[Photo object-pointing records]
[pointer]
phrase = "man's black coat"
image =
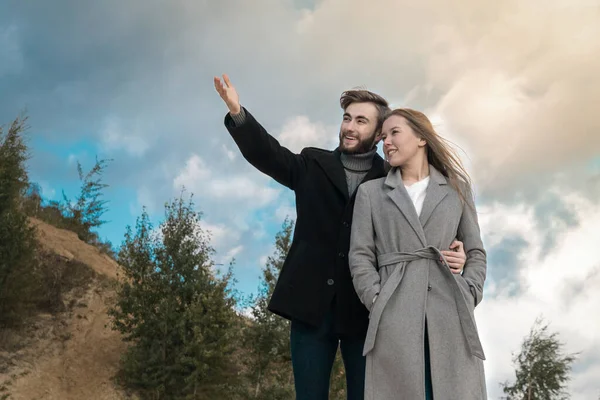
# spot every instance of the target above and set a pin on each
(315, 274)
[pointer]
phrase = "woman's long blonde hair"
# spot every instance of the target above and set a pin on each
(440, 152)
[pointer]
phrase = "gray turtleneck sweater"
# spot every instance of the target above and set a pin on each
(356, 166)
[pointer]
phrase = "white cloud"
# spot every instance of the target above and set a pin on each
(195, 170)
(299, 132)
(132, 138)
(563, 286)
(234, 190)
(10, 51)
(285, 211)
(230, 154)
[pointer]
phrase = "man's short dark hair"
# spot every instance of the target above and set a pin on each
(365, 96)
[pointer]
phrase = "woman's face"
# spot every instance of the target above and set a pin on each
(400, 143)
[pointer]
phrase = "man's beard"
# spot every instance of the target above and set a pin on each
(364, 146)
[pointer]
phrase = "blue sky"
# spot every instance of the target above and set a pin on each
(514, 84)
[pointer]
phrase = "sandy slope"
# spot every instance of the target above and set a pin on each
(76, 355)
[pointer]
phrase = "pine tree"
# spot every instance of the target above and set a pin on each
(177, 313)
(542, 369)
(86, 212)
(266, 338)
(17, 238)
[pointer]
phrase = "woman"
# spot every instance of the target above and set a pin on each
(422, 341)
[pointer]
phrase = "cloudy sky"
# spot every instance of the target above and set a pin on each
(515, 84)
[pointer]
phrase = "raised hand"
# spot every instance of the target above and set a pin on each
(228, 94)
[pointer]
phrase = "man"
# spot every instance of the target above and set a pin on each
(314, 289)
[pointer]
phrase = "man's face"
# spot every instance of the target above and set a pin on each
(357, 133)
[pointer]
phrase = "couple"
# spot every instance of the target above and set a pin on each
(374, 267)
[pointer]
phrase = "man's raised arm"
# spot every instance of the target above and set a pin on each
(259, 148)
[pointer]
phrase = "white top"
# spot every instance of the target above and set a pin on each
(416, 191)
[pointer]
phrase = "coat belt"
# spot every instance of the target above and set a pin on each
(432, 253)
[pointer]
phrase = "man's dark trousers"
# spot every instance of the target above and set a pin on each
(313, 354)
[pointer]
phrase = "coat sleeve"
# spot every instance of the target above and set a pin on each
(362, 256)
(468, 232)
(264, 152)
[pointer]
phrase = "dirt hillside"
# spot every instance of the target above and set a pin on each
(72, 355)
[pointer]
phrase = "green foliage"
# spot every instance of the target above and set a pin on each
(266, 338)
(542, 369)
(17, 238)
(86, 211)
(81, 215)
(176, 312)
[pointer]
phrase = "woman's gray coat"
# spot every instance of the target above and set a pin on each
(396, 253)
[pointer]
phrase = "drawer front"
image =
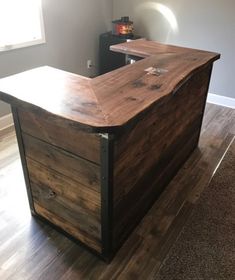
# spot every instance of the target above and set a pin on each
(66, 203)
(71, 139)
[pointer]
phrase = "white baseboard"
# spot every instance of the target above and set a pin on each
(221, 100)
(6, 121)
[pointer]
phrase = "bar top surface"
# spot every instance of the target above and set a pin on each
(110, 101)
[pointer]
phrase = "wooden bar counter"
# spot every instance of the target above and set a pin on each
(96, 153)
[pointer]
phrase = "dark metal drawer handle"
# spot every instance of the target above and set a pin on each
(51, 194)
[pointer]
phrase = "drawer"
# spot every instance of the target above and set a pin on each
(67, 204)
(80, 170)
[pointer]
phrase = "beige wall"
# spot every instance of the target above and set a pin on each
(208, 25)
(72, 30)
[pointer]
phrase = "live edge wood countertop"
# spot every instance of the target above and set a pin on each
(111, 101)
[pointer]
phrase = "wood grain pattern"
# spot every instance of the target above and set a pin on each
(108, 102)
(31, 249)
(72, 228)
(83, 171)
(149, 155)
(85, 145)
(152, 119)
(76, 193)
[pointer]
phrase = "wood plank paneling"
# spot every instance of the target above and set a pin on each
(75, 193)
(154, 150)
(80, 170)
(86, 145)
(74, 230)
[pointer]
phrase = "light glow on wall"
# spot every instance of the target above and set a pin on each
(162, 9)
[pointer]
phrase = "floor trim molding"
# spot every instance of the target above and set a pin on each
(6, 121)
(221, 100)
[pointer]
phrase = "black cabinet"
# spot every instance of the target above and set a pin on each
(109, 60)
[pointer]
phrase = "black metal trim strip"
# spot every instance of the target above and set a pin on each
(204, 105)
(107, 149)
(23, 159)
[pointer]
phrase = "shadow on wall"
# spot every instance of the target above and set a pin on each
(155, 27)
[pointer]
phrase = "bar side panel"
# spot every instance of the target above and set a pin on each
(83, 144)
(150, 154)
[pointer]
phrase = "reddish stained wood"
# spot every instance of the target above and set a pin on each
(109, 101)
(83, 144)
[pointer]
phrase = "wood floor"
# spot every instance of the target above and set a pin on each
(29, 249)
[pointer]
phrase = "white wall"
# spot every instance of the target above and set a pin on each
(72, 30)
(208, 25)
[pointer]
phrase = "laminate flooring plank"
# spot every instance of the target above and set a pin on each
(30, 249)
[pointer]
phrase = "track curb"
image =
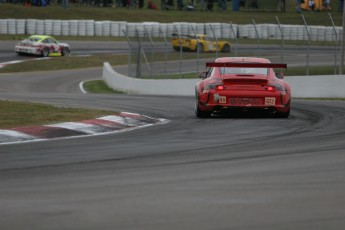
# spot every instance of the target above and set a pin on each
(122, 122)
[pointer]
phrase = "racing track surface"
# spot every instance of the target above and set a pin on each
(190, 174)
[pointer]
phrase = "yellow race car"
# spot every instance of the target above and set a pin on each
(199, 42)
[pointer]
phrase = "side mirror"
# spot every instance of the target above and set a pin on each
(280, 75)
(203, 74)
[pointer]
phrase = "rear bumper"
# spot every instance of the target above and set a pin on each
(255, 102)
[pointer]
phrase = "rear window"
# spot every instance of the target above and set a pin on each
(238, 70)
(34, 39)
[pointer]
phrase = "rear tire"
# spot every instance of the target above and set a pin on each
(65, 52)
(199, 48)
(45, 52)
(226, 48)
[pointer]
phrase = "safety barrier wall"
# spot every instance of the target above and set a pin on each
(326, 86)
(155, 29)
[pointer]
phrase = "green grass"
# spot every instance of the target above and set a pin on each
(58, 63)
(244, 16)
(20, 114)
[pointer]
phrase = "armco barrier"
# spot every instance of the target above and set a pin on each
(326, 86)
(156, 29)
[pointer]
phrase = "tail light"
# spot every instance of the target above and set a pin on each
(275, 87)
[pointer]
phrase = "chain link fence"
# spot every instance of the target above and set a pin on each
(151, 48)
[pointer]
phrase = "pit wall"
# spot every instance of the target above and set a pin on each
(325, 86)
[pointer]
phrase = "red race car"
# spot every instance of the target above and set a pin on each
(242, 84)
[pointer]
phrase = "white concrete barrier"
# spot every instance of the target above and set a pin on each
(116, 81)
(326, 86)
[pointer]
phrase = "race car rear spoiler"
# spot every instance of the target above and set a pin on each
(248, 65)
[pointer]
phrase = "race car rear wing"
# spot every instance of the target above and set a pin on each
(247, 65)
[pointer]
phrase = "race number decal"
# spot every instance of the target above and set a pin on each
(270, 100)
(222, 99)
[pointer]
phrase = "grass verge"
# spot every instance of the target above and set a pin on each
(19, 114)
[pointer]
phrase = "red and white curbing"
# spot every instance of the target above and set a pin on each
(3, 64)
(99, 126)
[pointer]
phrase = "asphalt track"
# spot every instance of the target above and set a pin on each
(193, 174)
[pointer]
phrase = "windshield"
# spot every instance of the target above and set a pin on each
(237, 70)
(34, 39)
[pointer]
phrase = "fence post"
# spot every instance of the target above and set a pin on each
(197, 50)
(256, 34)
(165, 50)
(138, 54)
(179, 39)
(129, 52)
(215, 37)
(306, 27)
(282, 45)
(152, 47)
(235, 37)
(336, 44)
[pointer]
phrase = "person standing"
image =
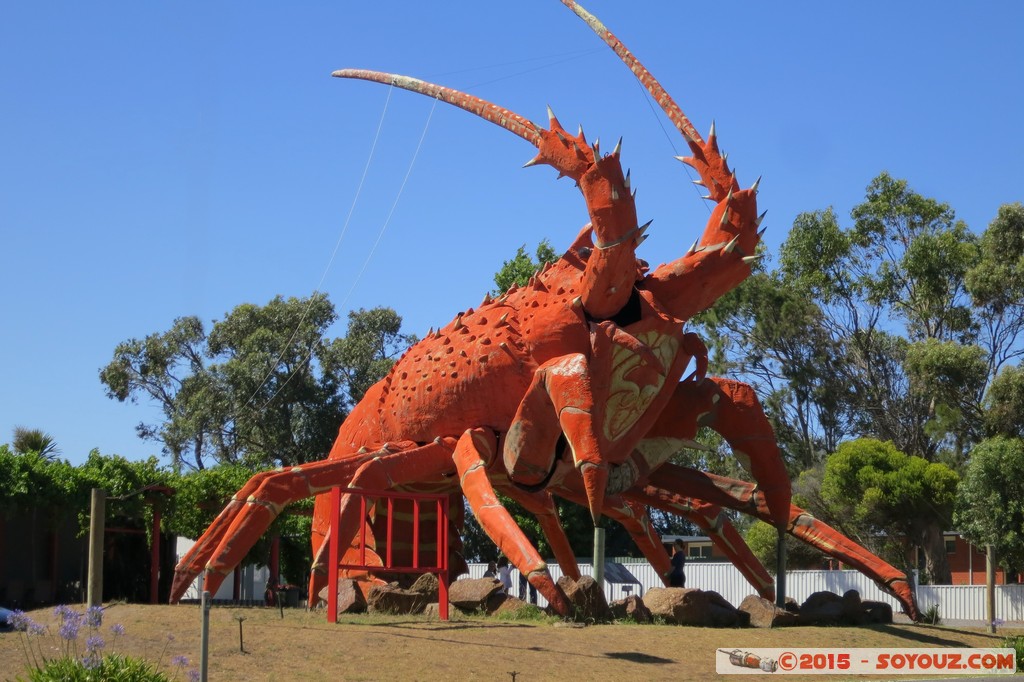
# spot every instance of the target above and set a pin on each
(678, 577)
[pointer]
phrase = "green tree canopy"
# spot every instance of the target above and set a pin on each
(521, 266)
(888, 499)
(990, 503)
(265, 386)
(894, 326)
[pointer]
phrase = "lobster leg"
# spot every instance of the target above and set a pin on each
(279, 488)
(388, 467)
(543, 508)
(673, 482)
(474, 452)
(714, 522)
(193, 563)
(731, 409)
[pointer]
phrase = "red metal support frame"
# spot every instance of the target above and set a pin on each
(334, 545)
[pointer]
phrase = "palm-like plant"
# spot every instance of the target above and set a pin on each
(35, 440)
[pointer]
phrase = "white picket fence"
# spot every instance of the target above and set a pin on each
(955, 602)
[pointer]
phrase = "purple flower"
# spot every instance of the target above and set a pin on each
(18, 620)
(94, 643)
(69, 630)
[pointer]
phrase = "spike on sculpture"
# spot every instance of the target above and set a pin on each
(583, 370)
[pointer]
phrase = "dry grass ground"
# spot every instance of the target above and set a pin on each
(303, 646)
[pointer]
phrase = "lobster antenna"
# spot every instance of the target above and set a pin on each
(659, 94)
(512, 122)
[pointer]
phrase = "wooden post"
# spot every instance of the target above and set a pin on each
(599, 556)
(780, 569)
(155, 557)
(990, 587)
(97, 526)
(334, 554)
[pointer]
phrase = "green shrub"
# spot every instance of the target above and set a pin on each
(77, 661)
(1017, 644)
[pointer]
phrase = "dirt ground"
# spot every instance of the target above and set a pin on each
(303, 646)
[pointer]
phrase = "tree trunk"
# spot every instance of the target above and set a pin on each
(936, 560)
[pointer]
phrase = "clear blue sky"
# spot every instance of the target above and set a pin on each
(160, 160)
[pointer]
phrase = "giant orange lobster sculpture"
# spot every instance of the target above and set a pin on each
(569, 386)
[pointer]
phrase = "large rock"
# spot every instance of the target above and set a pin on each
(878, 611)
(821, 608)
(393, 599)
(764, 613)
(587, 598)
(350, 599)
(724, 614)
(509, 604)
(853, 610)
(479, 594)
(691, 606)
(630, 608)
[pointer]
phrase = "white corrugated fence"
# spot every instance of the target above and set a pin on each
(955, 602)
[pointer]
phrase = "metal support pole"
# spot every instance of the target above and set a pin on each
(155, 557)
(204, 653)
(780, 570)
(599, 556)
(97, 526)
(990, 587)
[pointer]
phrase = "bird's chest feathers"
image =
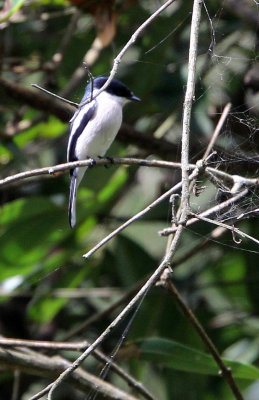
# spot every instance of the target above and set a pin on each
(101, 130)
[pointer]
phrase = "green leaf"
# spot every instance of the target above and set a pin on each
(183, 358)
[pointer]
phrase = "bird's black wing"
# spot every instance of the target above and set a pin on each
(80, 122)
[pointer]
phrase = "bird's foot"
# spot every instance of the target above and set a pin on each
(110, 159)
(93, 162)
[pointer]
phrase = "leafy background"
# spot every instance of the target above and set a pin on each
(41, 254)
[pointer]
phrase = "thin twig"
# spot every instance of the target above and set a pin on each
(187, 108)
(140, 214)
(34, 363)
(215, 209)
(225, 371)
(217, 130)
(79, 346)
(231, 228)
(72, 103)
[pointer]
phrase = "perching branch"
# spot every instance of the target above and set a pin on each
(79, 346)
(34, 363)
(187, 108)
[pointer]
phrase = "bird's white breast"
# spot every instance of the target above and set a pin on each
(101, 130)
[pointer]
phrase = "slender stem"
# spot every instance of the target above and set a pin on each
(55, 95)
(212, 210)
(225, 371)
(150, 282)
(137, 216)
(187, 108)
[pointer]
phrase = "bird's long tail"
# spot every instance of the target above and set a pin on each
(76, 177)
(72, 199)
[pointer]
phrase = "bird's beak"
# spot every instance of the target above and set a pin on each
(134, 98)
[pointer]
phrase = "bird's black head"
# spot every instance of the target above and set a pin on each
(115, 88)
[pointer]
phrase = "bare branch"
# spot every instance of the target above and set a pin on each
(55, 169)
(225, 371)
(55, 95)
(79, 346)
(231, 228)
(212, 210)
(217, 130)
(187, 108)
(138, 216)
(38, 364)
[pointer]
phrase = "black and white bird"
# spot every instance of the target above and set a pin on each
(93, 129)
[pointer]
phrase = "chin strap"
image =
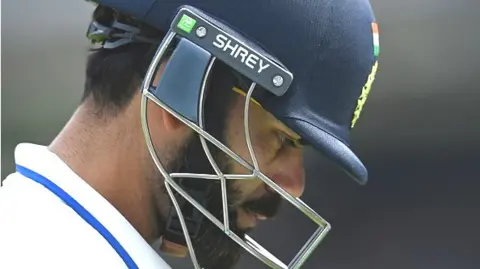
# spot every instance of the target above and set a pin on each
(174, 242)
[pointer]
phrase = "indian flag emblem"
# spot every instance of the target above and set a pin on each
(376, 39)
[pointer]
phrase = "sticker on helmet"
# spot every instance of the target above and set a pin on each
(368, 85)
(186, 23)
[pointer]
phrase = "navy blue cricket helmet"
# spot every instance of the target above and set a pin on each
(330, 47)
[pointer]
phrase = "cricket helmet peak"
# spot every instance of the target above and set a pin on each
(331, 47)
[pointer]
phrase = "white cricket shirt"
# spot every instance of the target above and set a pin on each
(51, 218)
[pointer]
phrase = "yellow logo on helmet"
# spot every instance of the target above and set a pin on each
(368, 85)
(363, 97)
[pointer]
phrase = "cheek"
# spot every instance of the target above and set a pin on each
(244, 189)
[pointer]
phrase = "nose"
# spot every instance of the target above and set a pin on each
(290, 176)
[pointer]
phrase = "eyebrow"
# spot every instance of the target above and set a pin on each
(297, 139)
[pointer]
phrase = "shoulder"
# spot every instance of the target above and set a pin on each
(38, 230)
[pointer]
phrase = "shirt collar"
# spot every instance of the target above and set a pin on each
(46, 163)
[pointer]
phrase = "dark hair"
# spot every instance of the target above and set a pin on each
(113, 75)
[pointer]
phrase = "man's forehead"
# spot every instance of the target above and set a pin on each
(269, 116)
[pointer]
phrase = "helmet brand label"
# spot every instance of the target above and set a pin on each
(240, 53)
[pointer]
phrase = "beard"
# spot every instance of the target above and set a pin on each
(213, 248)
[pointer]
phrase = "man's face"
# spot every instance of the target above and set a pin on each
(249, 200)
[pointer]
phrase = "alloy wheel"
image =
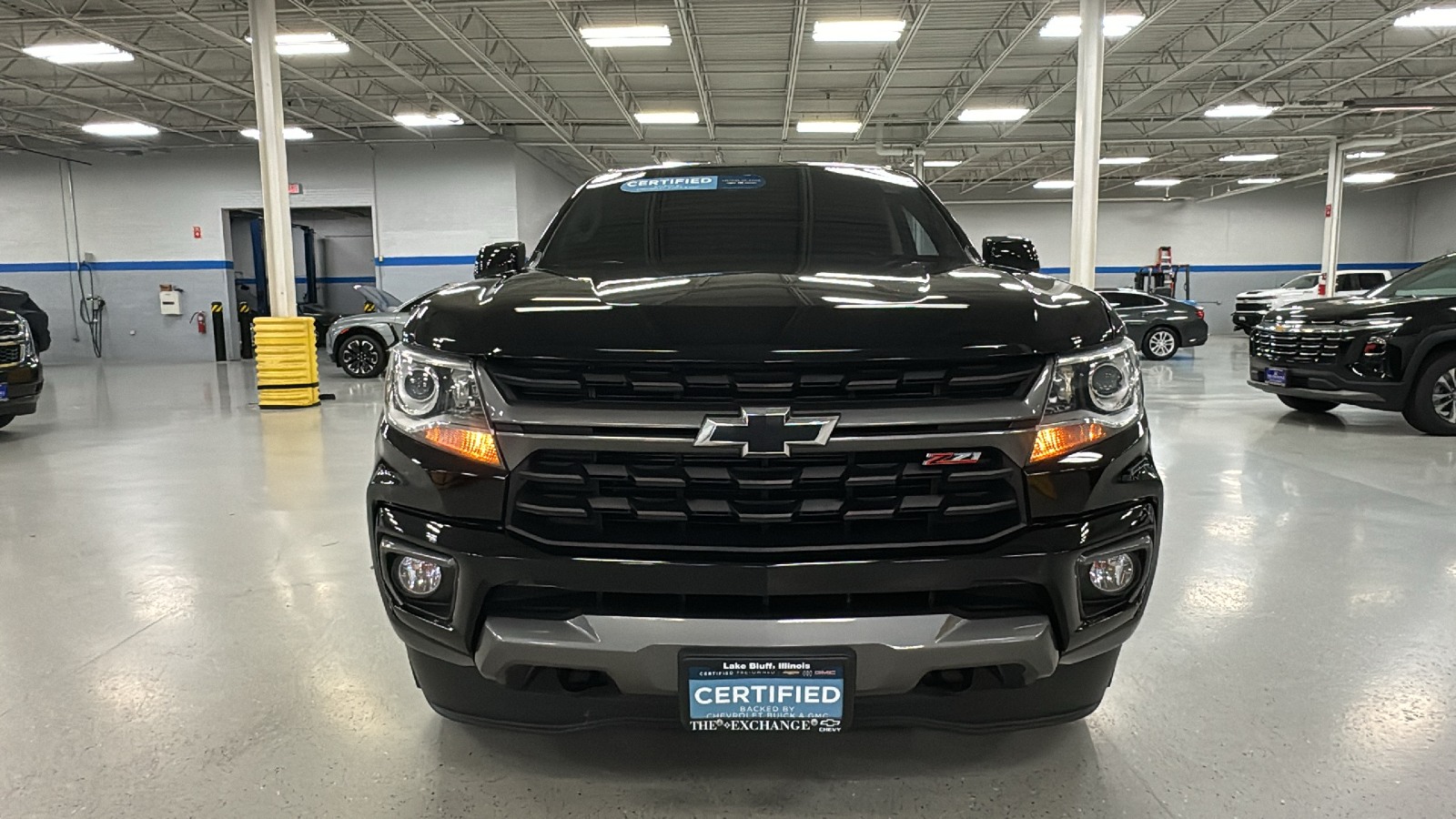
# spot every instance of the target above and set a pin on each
(1443, 395)
(1162, 343)
(359, 356)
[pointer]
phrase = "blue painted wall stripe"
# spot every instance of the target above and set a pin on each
(38, 267)
(160, 264)
(322, 280)
(424, 261)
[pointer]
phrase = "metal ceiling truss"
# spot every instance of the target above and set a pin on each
(521, 70)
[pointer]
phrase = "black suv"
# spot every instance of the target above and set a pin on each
(21, 375)
(1390, 349)
(763, 450)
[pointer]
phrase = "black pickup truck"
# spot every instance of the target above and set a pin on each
(763, 448)
(1390, 349)
(21, 375)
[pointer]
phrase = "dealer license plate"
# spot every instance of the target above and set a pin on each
(768, 693)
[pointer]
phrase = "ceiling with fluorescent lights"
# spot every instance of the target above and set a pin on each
(752, 70)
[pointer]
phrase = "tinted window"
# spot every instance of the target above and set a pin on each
(797, 219)
(1138, 300)
(1436, 278)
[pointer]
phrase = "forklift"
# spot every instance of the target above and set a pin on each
(1161, 278)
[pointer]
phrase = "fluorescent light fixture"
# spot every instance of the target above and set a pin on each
(72, 53)
(858, 31)
(120, 128)
(992, 114)
(1070, 25)
(667, 116)
(1239, 111)
(429, 120)
(312, 43)
(1370, 178)
(288, 133)
(619, 36)
(1429, 19)
(827, 126)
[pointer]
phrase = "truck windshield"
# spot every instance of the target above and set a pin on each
(1436, 278)
(778, 219)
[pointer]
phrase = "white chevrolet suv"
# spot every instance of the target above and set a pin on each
(1251, 305)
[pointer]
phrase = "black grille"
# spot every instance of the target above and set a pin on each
(1299, 347)
(550, 602)
(750, 506)
(839, 385)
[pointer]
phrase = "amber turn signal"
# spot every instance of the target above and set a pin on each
(1055, 442)
(473, 445)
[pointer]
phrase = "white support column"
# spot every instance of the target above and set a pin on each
(1334, 205)
(1088, 146)
(273, 157)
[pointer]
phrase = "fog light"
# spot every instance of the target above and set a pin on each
(419, 577)
(1113, 574)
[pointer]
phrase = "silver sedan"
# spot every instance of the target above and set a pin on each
(360, 344)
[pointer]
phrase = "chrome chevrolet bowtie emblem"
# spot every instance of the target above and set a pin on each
(766, 431)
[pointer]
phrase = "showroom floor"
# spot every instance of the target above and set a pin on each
(189, 629)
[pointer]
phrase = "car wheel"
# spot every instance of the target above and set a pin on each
(1161, 344)
(1308, 404)
(363, 354)
(1431, 404)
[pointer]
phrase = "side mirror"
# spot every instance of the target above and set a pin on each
(501, 258)
(1011, 252)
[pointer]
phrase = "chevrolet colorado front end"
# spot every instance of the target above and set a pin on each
(762, 450)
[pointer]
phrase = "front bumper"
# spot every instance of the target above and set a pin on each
(478, 662)
(892, 653)
(24, 385)
(1329, 382)
(1249, 319)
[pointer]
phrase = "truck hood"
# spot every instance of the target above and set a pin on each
(757, 317)
(1347, 308)
(1270, 293)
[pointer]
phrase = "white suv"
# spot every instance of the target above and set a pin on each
(1249, 307)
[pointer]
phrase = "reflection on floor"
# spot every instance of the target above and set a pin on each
(189, 629)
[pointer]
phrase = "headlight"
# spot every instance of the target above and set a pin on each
(1092, 395)
(436, 398)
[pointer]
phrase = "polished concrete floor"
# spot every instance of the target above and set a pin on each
(188, 627)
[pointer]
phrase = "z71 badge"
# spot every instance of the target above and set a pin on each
(944, 458)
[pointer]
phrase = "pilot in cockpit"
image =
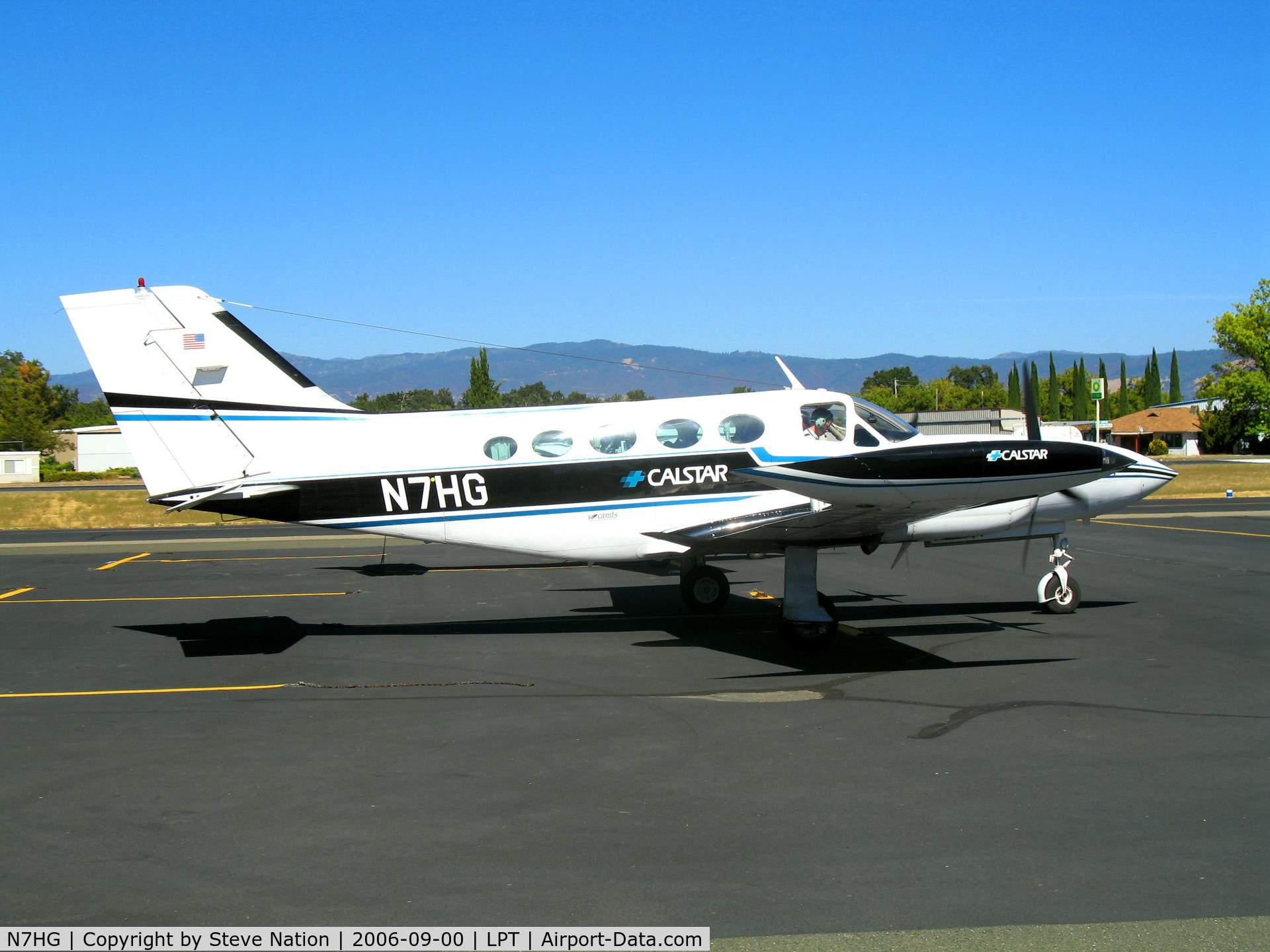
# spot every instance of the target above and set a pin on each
(818, 424)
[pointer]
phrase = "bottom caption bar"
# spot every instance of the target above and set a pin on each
(266, 939)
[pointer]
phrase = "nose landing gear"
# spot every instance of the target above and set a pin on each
(1058, 593)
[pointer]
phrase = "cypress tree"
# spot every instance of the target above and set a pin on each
(1152, 391)
(1081, 397)
(1054, 411)
(482, 390)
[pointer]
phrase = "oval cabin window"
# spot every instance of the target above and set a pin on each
(741, 428)
(552, 444)
(501, 448)
(680, 434)
(613, 440)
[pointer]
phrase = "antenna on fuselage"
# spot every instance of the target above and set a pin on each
(795, 383)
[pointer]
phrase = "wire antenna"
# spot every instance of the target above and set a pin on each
(506, 347)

EXERCISE PROMPT. Pick out every line in the rows above that contains the string "cricket", and copy each one out.

WRITTEN RESPONSE.
phrase = "navy blue cricket helmet"
phrase = "cricket helmet peak"
phrase = "white cricket shirt"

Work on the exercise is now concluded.